— START RECORD LIST —
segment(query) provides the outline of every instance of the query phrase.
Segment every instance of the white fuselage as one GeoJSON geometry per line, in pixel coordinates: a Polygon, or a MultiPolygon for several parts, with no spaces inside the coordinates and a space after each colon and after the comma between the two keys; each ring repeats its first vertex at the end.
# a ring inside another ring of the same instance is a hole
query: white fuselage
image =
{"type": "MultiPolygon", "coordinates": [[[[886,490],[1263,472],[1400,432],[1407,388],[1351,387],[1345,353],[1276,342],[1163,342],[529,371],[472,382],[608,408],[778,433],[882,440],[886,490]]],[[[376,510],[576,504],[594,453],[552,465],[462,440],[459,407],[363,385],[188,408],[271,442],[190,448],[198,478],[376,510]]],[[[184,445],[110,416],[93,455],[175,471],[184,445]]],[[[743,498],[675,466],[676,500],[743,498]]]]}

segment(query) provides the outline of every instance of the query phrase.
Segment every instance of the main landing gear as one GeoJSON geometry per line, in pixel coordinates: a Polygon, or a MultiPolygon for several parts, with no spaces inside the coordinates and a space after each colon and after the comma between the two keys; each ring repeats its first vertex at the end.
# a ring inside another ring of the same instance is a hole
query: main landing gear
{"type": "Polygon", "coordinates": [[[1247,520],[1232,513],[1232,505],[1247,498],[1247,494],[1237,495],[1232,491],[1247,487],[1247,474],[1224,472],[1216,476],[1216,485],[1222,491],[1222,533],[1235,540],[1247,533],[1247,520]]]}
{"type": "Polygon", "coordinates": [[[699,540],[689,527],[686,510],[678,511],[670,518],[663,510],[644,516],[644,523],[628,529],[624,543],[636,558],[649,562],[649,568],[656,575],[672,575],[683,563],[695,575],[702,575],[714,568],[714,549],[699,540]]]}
— END RECORD LIST —
# [EXERCISE]
Can you write out all of the items above again with "pixel coordinates" swapped for "image coordinates" and everything else left as it is?

# [RESULT]
segment(query) provides the outline of every instance of the query phrase.
Segment every instance of the white fuselage as one GeoJSON geometry per line, in image coordinates: a Polygon, or a MultiPolygon for several parts, with no spaces inside the coordinates and a space after each colon and after the comma between the two keys; each ring repeats its first vertex at the end.
# a ring inside another ring of the same instance is a hole
query: white fuselage
image =
{"type": "MultiPolygon", "coordinates": [[[[886,490],[1263,472],[1400,432],[1407,388],[1351,387],[1345,353],[1276,342],[1163,342],[529,371],[472,382],[608,408],[778,433],[882,440],[886,490]]],[[[376,510],[576,504],[594,453],[552,465],[462,440],[459,407],[363,385],[188,408],[271,442],[190,448],[198,478],[376,510]]],[[[184,445],[110,416],[93,455],[175,471],[184,445]]],[[[743,498],[675,466],[676,500],[743,498]]]]}

segment(query) provides the outline of every instance of the query phrase.
Segment every instance of the main landing gear as one GeoJSON geometry per line, in image coordinates: a Polygon, or a MultiPolygon for several parts, with no spaces inside the coordinates and a space after each colon and after the comma between the two keys; each ring repeats its first vertex at the end.
# a ring inside another ring of the same instance is a hole
query: main landing gear
{"type": "Polygon", "coordinates": [[[1247,520],[1232,513],[1232,505],[1247,498],[1247,494],[1237,495],[1232,491],[1247,487],[1247,474],[1224,472],[1216,476],[1216,485],[1222,491],[1222,533],[1235,540],[1247,533],[1247,520]]]}
{"type": "Polygon", "coordinates": [[[699,540],[689,527],[686,510],[678,511],[670,518],[663,510],[644,516],[644,523],[628,529],[624,543],[636,558],[649,562],[649,568],[656,575],[672,575],[683,563],[695,575],[702,575],[714,568],[714,549],[699,540]]]}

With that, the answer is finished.